(Input for this task)

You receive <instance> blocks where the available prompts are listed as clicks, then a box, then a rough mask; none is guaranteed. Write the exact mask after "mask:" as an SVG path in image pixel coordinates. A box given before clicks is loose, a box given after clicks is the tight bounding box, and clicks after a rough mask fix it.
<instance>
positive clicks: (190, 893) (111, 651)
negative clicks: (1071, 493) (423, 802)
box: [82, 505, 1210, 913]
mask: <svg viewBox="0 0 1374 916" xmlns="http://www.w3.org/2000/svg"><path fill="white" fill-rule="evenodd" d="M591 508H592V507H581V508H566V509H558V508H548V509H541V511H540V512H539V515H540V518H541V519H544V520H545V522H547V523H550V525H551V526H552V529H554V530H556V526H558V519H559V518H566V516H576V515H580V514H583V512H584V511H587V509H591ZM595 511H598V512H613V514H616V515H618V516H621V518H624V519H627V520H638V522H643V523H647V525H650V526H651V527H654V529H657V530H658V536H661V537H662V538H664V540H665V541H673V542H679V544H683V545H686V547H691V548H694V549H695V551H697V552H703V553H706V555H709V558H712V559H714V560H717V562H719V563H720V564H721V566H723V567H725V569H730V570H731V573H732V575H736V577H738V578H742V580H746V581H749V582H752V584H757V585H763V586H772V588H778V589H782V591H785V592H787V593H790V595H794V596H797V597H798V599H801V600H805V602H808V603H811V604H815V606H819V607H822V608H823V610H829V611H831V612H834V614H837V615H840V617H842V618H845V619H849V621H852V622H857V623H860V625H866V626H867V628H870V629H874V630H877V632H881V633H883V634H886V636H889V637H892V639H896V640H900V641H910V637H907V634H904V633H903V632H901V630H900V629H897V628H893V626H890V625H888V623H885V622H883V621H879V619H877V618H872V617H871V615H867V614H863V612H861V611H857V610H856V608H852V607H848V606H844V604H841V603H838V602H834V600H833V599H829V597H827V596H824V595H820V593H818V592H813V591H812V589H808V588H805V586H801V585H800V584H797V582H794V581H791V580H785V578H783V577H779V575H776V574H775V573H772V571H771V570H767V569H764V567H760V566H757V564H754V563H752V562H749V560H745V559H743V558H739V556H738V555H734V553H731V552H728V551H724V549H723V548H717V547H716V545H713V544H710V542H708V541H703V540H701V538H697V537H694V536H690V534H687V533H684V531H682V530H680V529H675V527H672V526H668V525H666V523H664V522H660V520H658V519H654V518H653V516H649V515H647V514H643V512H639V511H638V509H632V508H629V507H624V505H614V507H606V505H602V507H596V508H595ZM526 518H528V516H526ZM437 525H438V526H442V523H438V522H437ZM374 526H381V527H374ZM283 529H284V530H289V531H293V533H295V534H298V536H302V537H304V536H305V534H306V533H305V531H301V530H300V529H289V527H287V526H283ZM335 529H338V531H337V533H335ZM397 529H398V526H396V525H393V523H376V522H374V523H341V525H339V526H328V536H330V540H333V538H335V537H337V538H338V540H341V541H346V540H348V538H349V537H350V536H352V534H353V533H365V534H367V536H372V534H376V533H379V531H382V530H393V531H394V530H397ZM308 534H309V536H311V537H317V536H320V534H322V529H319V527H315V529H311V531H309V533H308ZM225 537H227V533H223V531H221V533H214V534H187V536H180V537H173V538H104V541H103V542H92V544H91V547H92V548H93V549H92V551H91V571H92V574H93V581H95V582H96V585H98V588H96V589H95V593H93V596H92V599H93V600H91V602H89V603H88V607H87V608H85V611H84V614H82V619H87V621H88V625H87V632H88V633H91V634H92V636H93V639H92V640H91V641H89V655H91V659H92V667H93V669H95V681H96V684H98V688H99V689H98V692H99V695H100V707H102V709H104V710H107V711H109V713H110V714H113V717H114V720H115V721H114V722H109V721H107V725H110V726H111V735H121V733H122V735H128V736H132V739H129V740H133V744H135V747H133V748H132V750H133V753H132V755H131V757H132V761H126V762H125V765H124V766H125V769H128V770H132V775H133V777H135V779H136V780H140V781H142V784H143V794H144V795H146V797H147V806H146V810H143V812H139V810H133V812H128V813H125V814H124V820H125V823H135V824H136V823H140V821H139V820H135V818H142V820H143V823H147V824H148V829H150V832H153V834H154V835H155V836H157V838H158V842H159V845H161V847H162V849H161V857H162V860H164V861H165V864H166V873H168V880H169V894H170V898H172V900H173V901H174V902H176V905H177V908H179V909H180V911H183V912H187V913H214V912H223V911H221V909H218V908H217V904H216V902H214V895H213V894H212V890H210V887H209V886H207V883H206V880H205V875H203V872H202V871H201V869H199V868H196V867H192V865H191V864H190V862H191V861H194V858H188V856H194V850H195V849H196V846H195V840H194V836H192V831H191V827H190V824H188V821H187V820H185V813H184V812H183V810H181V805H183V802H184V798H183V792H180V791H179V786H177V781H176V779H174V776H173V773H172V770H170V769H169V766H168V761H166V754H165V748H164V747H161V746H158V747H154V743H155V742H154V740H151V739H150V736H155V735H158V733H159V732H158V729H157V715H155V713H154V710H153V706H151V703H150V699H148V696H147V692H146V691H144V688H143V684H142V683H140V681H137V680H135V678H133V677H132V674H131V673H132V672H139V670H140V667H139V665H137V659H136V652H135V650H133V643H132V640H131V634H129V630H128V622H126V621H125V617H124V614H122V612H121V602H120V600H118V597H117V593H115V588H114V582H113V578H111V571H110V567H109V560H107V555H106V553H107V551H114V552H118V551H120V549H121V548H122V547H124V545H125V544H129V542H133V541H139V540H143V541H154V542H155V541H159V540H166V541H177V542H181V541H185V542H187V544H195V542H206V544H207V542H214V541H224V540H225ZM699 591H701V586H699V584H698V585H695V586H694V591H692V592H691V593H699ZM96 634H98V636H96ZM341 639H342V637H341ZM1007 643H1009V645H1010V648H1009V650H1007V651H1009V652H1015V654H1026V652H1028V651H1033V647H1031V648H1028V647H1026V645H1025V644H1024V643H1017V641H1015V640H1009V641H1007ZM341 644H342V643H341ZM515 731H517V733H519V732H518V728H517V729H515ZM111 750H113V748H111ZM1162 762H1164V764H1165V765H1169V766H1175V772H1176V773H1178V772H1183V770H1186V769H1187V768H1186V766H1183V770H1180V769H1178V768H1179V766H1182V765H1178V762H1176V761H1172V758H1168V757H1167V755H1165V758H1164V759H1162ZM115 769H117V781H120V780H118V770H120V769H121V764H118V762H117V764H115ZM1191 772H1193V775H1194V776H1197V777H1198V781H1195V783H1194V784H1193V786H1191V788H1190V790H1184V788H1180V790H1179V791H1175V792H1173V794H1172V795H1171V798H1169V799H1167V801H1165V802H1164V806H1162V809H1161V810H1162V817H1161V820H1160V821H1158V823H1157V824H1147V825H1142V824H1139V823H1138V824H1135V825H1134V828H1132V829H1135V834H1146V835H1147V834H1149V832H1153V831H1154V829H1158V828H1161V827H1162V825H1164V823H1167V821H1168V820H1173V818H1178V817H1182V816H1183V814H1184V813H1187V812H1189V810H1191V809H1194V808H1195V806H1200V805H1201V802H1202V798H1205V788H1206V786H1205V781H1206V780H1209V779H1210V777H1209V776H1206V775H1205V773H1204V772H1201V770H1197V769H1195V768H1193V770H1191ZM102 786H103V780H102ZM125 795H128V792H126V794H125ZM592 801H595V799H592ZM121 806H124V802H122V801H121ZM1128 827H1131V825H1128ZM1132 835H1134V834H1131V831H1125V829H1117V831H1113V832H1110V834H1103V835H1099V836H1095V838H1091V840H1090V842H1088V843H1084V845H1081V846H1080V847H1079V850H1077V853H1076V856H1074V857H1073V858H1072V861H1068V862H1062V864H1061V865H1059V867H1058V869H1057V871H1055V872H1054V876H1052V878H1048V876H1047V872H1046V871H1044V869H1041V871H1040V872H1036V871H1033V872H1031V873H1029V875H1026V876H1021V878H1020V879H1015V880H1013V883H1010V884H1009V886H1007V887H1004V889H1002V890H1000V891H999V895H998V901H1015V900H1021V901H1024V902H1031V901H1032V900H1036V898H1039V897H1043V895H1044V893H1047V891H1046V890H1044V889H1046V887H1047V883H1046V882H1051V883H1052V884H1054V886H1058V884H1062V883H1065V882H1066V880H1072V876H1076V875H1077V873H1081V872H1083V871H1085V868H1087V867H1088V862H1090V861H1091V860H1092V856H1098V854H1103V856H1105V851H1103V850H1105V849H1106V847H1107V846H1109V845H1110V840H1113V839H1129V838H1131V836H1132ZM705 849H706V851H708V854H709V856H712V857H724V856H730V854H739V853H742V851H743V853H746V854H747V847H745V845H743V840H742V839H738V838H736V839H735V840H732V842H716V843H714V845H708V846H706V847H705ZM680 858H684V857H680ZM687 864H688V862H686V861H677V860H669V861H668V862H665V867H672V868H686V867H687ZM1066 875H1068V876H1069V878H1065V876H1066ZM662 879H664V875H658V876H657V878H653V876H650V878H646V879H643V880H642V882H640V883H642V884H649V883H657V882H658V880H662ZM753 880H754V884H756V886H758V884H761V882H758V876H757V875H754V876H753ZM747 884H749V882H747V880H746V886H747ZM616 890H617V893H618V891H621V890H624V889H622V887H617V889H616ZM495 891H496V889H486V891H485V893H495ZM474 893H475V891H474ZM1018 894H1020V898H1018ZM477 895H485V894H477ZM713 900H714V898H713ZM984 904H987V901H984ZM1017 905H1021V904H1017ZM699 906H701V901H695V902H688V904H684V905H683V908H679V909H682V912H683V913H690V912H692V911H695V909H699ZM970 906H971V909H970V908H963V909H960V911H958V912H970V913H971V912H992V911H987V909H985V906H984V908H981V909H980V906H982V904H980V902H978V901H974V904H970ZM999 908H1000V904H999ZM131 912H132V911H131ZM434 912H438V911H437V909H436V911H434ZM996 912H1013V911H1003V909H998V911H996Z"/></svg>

(End Input for this task)

> [Prompt]
Up to and including the line with "negative clicks: (1071, 493) (423, 802)", print every line of the material above, starting from its first line, exactly.

> [Exercise output]
You receive <instance> blocks where the available prompts are listed as clicks, then a box, then a rough mask; none is guaranteed. Write the exact mask after "mask:" as an SVG path in image pixel coordinates. A box given before clicks is loose, a box given after clicks is the tight bounding box, and clicks after a rough mask fix it.
<instance>
positive clicks: (190, 893) (111, 651)
negative clicks: (1071, 493) (423, 802)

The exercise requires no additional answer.